● Selected extract
------------------------------

# RL MP4 Project

This folder contains a small unified project that integrates three RL algorithms (Policy Gradient, DQN, Actor-Critic) with a single Trainer that can train, evaluate, save logs (rewards/losses) and compare algorithms vertically.

Structure
- `models.py`: shared neural nets (PolicyNet, QNet, CriticNet)
- `replay_buffer.py`: replay buffer used by DQN
- `agents/`: agent implementations (`pg_agent.py`, `dqn_agent.py`, `ac_agent.py`)
- `trainer.py`: high-level Trainer to train/evaluate/compare
- `run.py`: simple CLI (train/eval/compare)
- `utils.py`: plotting helpers

Quick start
1. Make sure your python version is >=3.10. Install requirements:

   pip install -r requirements.txt

2. To have correct import, modify PYTHONPATH:

   export PYTHONPATH=<your abs path of deep_rl>:${PYTHONPATH}

3. Train one algorithm (example):

   python run.py --cmd train --algo pg --episodes 10 --lr 1e-2

4. Compare all three algorithms:

   python run.py --cmd compare

5. See advanced usage (e.g. Specifying hyperparameters through CLI, change output dir, etc.):

   python run.py --help

   Use bash script directly at `scripts`

Notes
- Saved outputs (plots and saved model files) are written to `./output` by default.

------------------------------

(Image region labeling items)
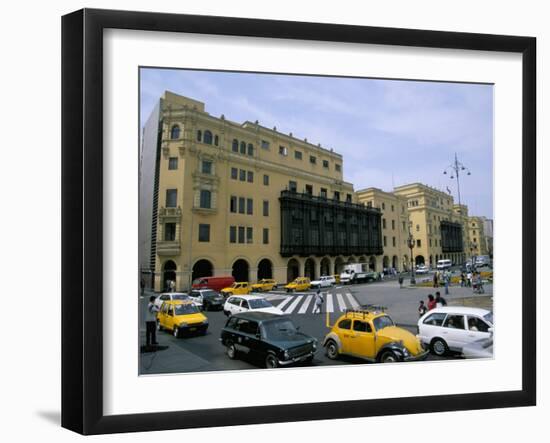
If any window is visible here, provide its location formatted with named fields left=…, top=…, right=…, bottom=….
left=200, top=189, right=212, bottom=209
left=168, top=157, right=178, bottom=171
left=170, top=125, right=180, bottom=140
left=239, top=226, right=244, bottom=243
left=164, top=223, right=176, bottom=241
left=199, top=224, right=210, bottom=242
left=443, top=314, right=464, bottom=329
left=166, top=189, right=178, bottom=208
left=202, top=160, right=212, bottom=175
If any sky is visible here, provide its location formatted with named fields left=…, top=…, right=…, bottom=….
left=140, top=68, right=493, bottom=218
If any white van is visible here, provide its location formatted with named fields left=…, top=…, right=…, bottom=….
left=436, top=258, right=452, bottom=269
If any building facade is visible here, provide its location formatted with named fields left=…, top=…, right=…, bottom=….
left=139, top=91, right=383, bottom=291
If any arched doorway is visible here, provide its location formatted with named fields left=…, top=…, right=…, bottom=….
left=191, top=259, right=214, bottom=280
left=162, top=260, right=177, bottom=291
left=369, top=255, right=376, bottom=271
left=258, top=258, right=273, bottom=280
left=321, top=257, right=330, bottom=275
left=286, top=258, right=300, bottom=282
left=231, top=258, right=249, bottom=281
left=304, top=258, right=315, bottom=280
left=334, top=257, right=344, bottom=275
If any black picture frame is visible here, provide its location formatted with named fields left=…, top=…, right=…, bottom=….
left=62, top=9, right=537, bottom=434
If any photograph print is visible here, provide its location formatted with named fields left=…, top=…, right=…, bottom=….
left=136, top=67, right=495, bottom=375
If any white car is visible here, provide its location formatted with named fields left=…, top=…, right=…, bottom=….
left=223, top=295, right=283, bottom=315
left=311, top=275, right=336, bottom=289
left=153, top=292, right=202, bottom=309
left=418, top=306, right=494, bottom=356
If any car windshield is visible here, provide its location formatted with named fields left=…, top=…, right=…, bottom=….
left=372, top=315, right=394, bottom=331
left=263, top=320, right=297, bottom=340
left=175, top=303, right=199, bottom=315
left=248, top=298, right=273, bottom=309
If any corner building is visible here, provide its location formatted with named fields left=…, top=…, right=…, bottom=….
left=139, top=91, right=383, bottom=291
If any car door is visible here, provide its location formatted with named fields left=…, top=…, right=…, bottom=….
left=441, top=313, right=468, bottom=351
left=350, top=320, right=376, bottom=358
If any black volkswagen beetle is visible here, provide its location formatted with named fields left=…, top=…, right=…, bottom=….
left=220, top=312, right=317, bottom=368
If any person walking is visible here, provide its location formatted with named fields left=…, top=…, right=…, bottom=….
left=145, top=295, right=159, bottom=346
left=313, top=289, right=325, bottom=314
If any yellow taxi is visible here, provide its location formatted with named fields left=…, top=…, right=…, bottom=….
left=220, top=281, right=251, bottom=298
left=252, top=278, right=277, bottom=292
left=285, top=277, right=311, bottom=292
left=323, top=307, right=429, bottom=363
left=157, top=300, right=208, bottom=338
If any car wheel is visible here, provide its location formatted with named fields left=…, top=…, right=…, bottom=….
left=431, top=337, right=449, bottom=357
left=265, top=354, right=279, bottom=369
left=380, top=351, right=399, bottom=363
left=226, top=342, right=237, bottom=360
left=326, top=340, right=338, bottom=360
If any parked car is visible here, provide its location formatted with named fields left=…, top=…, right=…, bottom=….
left=220, top=312, right=317, bottom=368
left=157, top=300, right=208, bottom=338
left=191, top=275, right=235, bottom=292
left=223, top=295, right=283, bottom=315
left=220, top=282, right=251, bottom=298
left=323, top=308, right=429, bottom=363
left=415, top=265, right=430, bottom=274
left=153, top=292, right=202, bottom=309
left=285, top=277, right=311, bottom=292
left=189, top=289, right=224, bottom=311
left=418, top=306, right=493, bottom=356
left=251, top=278, right=277, bottom=292
left=310, top=275, right=336, bottom=289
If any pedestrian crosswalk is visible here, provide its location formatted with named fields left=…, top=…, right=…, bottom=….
left=266, top=292, right=360, bottom=314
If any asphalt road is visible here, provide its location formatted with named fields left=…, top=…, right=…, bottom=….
left=140, top=280, right=491, bottom=374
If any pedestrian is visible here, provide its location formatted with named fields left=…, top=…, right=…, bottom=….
left=145, top=295, right=159, bottom=346
left=435, top=291, right=447, bottom=308
left=313, top=289, right=325, bottom=314
left=428, top=294, right=435, bottom=311
left=418, top=300, right=428, bottom=318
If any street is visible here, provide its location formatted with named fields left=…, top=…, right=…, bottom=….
left=140, top=279, right=492, bottom=374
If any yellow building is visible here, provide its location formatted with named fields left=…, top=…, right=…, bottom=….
left=139, top=91, right=382, bottom=290
left=355, top=188, right=410, bottom=272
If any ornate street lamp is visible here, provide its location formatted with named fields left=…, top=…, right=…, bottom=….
left=443, top=152, right=472, bottom=205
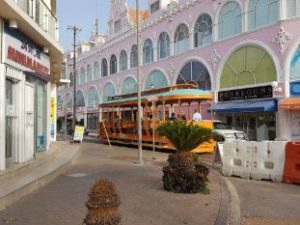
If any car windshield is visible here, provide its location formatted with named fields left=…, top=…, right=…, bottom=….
left=214, top=122, right=231, bottom=130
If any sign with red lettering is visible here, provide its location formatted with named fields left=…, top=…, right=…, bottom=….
left=3, top=25, right=50, bottom=75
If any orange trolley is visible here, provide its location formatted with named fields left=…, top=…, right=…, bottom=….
left=99, top=84, right=215, bottom=153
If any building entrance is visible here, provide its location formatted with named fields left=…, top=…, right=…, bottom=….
left=5, top=79, right=16, bottom=164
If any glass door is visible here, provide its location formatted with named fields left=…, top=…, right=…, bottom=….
left=35, top=80, right=47, bottom=152
left=5, top=79, right=15, bottom=163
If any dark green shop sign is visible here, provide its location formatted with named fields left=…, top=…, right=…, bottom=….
left=218, top=85, right=273, bottom=102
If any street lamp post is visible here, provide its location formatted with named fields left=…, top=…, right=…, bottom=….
left=136, top=0, right=143, bottom=164
left=67, top=26, right=81, bottom=132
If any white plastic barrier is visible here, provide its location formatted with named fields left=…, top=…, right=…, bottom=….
left=222, top=140, right=286, bottom=182
left=251, top=141, right=286, bottom=182
left=222, top=141, right=252, bottom=178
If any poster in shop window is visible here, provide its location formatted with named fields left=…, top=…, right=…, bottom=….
left=50, top=98, right=56, bottom=141
left=291, top=112, right=300, bottom=140
left=73, top=126, right=84, bottom=142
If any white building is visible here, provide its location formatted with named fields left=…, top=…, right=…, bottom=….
left=0, top=0, right=63, bottom=170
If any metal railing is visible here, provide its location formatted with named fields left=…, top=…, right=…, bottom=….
left=15, top=0, right=59, bottom=42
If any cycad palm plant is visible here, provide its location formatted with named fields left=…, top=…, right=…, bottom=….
left=158, top=121, right=211, bottom=193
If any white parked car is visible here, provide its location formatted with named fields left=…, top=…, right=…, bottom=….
left=213, top=120, right=247, bottom=141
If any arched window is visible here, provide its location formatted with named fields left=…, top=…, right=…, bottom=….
left=176, top=60, right=211, bottom=90
left=94, top=62, right=100, bottom=80
left=70, top=73, right=74, bottom=87
left=145, top=70, right=168, bottom=90
left=157, top=32, right=170, bottom=59
left=66, top=93, right=73, bottom=109
left=86, top=64, right=93, bottom=82
left=75, top=70, right=80, bottom=85
left=143, top=39, right=153, bottom=64
left=56, top=96, right=64, bottom=110
left=110, top=55, right=118, bottom=74
left=119, top=50, right=128, bottom=71
left=290, top=46, right=300, bottom=80
left=101, top=59, right=107, bottom=77
left=76, top=90, right=85, bottom=107
left=220, top=46, right=277, bottom=89
left=218, top=2, right=242, bottom=40
left=194, top=14, right=212, bottom=47
left=122, top=77, right=137, bottom=94
left=286, top=0, right=300, bottom=18
left=103, top=82, right=116, bottom=102
left=130, top=45, right=138, bottom=68
left=248, top=0, right=279, bottom=30
left=174, top=24, right=190, bottom=54
left=80, top=67, right=86, bottom=84
left=87, top=87, right=99, bottom=107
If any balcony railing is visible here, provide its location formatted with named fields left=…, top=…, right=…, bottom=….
left=15, top=0, right=59, bottom=42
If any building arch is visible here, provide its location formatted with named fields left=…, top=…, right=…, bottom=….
left=143, top=38, right=153, bottom=64
left=102, top=81, right=117, bottom=102
left=173, top=23, right=190, bottom=55
left=87, top=86, right=100, bottom=107
left=94, top=61, right=100, bottom=80
left=65, top=92, right=73, bottom=109
left=121, top=76, right=137, bottom=94
left=79, top=67, right=86, bottom=84
left=217, top=0, right=243, bottom=40
left=192, top=13, right=213, bottom=48
left=157, top=31, right=170, bottom=59
left=86, top=64, right=93, bottom=82
left=284, top=37, right=300, bottom=81
left=56, top=95, right=64, bottom=111
left=219, top=44, right=278, bottom=90
left=130, top=44, right=138, bottom=68
left=109, top=54, right=118, bottom=74
left=176, top=59, right=212, bottom=90
left=245, top=0, right=280, bottom=30
left=76, top=90, right=85, bottom=107
left=101, top=58, right=108, bottom=77
left=215, top=40, right=281, bottom=89
left=144, top=70, right=169, bottom=90
left=119, top=49, right=128, bottom=71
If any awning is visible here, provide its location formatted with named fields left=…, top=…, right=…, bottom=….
left=24, top=71, right=50, bottom=82
left=208, top=99, right=277, bottom=113
left=279, top=97, right=300, bottom=110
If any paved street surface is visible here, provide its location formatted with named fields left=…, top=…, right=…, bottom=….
left=229, top=178, right=300, bottom=225
left=0, top=143, right=221, bottom=225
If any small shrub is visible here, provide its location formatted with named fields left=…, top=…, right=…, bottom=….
left=163, top=152, right=209, bottom=193
left=83, top=180, right=121, bottom=225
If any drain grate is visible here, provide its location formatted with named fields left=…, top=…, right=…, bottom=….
left=66, top=173, right=89, bottom=177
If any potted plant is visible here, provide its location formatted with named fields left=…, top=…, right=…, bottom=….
left=158, top=121, right=211, bottom=193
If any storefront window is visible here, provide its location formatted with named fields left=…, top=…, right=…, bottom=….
left=176, top=61, right=211, bottom=90
left=122, top=77, right=137, bottom=94
left=87, top=113, right=99, bottom=130
left=145, top=70, right=168, bottom=90
left=291, top=47, right=300, bottom=80
left=220, top=46, right=277, bottom=89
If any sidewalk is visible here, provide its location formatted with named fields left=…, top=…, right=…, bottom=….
left=228, top=177, right=300, bottom=225
left=0, top=142, right=300, bottom=225
left=0, top=143, right=228, bottom=225
left=0, top=142, right=79, bottom=210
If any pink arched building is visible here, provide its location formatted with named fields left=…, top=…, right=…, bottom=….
left=58, top=0, right=300, bottom=140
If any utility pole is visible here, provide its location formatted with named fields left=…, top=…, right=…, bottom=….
left=95, top=19, right=99, bottom=36
left=136, top=0, right=144, bottom=164
left=67, top=26, right=81, bottom=133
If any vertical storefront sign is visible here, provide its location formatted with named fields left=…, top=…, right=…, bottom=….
left=50, top=98, right=56, bottom=141
left=291, top=111, right=300, bottom=140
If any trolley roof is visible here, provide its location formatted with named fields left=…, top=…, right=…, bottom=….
left=99, top=84, right=212, bottom=107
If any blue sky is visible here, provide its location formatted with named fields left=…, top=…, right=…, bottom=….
left=57, top=0, right=148, bottom=50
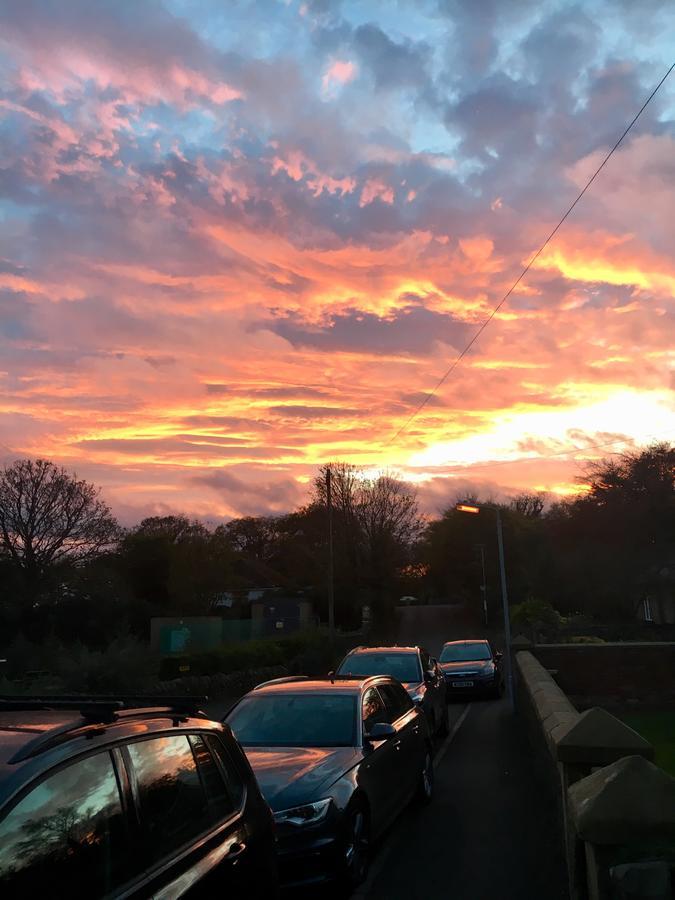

------------------------------

● Tasks to carry out
1. Can you repeat the RL project readme word for word, everything from "This folder contains" down to "simple CLI (train/eval/compare)"?
2. Could you carry on the RL project readme from the point where it stops?
The items have nothing to do with this.

● The results
1.
This folder contains a small unified project that integrates three RL algorithms (Policy Gradient, DQN, Actor-Critic) with a single Trainer that can train, evaluate, save logs (rewards/losses) and compare algorithms vertically.

Structure
- `models.py`: shared neural nets (PolicyNet, QNet, CriticNet)
- `replay_buffer.py`: replay buffer used by DQN
- `agents/`: agent implementations (`pg_agent.py`, `dqn_agent.py`, `ac_agent.py`)
- `trainer.py`: high-level Trainer to train/evaluate/compare
- `run.py`: simple CLI (train/eval/compare)

2.
- For comparing different algorithms, passing hyperparameters of each algo is inconvenient through CLI. You can directly modify the default hyperparameer dict in `run.py` :)
- Feel free to change if you hope to add more infrastructures to facilitate your experiments (multiple runs with different seeds).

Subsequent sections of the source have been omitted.